Oh my goodness gracious. Thank God I already subscribe. The suspense will be killing. I think it is time to take the dust off the scrollsaw and see what I can make to put in that magazine. "As The Pen Turns"  hows that for a title of the soap opera????????????:biggrin:


----------



## bitshird (Apr 8, 2009)

Woodlvr said:


> Great work you guys. I wish that my scroll saw would cut stuff that beautiful, it is the machines fault, not mine.:redface:



Mike, mine has the same problem, I think something is wrong with the nut in front of the table.


----------



## TowMater (Apr 8, 2009)

That's purdy Lou!


----------



## Stick Rounder (Apr 8, 2009)

WOW.  That is a beautiful pen.  Hats off to the both of you.


----------



## BigRob777 (Apr 8, 2009)

Fabulous blank and pen.  I'm getting back to the CA finishes, but they don't look like yours.
Rob


----------



## DCBluesman (Apr 8, 2009)

Thank you for the very kind comments.  This is one case where, being honest, I must say that this is a case of “it’s the arrow, not the Indian.”   This pen started with Jeff’s amazing talent and creativity.  My job was to not screw it up.  Fortunately, I didn’t!  
For those of you who asked, here’s my portion of the tutorial.
1. Turn the blanks down to the size of the findings
2. Sand and buff to a high gloss
3. Assemble.
Now don’t say I never wrote a tutorial!


----------



## VisExp (Apr 12, 2009)

DCBluesman said:


> My job was to not screw it up.




LOL.  Well then you did your job and then some   Great collaboration Lou and Jeff.  Beautiful work by both of you.

Jeff, congratulations on the upcoming articles.


----------



## Rodger Bagwell (Apr 12, 2009)

Gorgeous pen.  wish i had that talent with my scroll saw


----------
═══
● **Written task A**
Translate this sentence from the forum thread into Spanish: "This pen started with Jeff’s amazing talent and creativity."
● **Written task B**
Please reproduce the part of the forum thread that opens with the words containing "## DCBluesman (Apr" and closes with "wrote a tutorial!".

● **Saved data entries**
═══
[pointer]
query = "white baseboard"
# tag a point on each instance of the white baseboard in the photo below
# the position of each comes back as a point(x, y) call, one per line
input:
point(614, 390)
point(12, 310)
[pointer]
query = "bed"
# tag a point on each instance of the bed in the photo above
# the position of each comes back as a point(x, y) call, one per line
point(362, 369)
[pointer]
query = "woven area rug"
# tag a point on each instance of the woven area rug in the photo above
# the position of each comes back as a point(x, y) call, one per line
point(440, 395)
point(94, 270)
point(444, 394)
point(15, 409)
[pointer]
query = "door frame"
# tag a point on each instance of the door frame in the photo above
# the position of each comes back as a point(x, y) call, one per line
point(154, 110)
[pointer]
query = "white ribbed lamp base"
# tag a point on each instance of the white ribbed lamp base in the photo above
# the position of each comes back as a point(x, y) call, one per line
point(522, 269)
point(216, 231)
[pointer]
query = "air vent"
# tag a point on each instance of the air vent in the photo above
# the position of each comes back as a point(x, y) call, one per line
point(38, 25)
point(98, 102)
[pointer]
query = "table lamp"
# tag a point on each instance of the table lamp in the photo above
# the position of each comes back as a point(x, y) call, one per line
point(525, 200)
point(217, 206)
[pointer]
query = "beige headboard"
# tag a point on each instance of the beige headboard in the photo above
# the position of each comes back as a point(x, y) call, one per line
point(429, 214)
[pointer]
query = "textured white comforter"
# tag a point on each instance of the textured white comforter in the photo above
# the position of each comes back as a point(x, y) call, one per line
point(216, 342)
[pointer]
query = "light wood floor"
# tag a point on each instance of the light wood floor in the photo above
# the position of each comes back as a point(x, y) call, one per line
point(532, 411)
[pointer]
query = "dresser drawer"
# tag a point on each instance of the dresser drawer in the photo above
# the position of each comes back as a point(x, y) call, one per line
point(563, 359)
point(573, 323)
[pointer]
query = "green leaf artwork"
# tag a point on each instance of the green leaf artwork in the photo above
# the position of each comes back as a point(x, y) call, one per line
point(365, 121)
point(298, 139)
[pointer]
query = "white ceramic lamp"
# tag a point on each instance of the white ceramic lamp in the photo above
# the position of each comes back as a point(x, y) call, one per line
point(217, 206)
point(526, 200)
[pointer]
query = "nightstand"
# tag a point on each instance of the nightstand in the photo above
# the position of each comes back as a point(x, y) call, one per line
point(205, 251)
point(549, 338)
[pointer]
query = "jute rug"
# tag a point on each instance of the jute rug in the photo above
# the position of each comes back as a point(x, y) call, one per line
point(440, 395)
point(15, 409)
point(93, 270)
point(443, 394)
═══
● **Right answer A**
Esta pluma comenzó con el asombroso talento y la creatividad de Jeff.

● **Right answer B**
## DCBluesman (Apr 8, 2009)

Thank you for the very kind comments.  This is one case where, being honest, I must say that this is a case of “it’s the arrow, not the Indian.”   This pen started with Jeff’s amazing talent and creativity.  My job was to not screw it up.  Fortunately, I didn’t!  
For those of you who asked, here’s my portion of the tutorial.
1. Turn the blanks down to the size of the findings
2. Sand and buff to a high gloss
3. Assemble.
Now don’t say I never wrote a tutorial!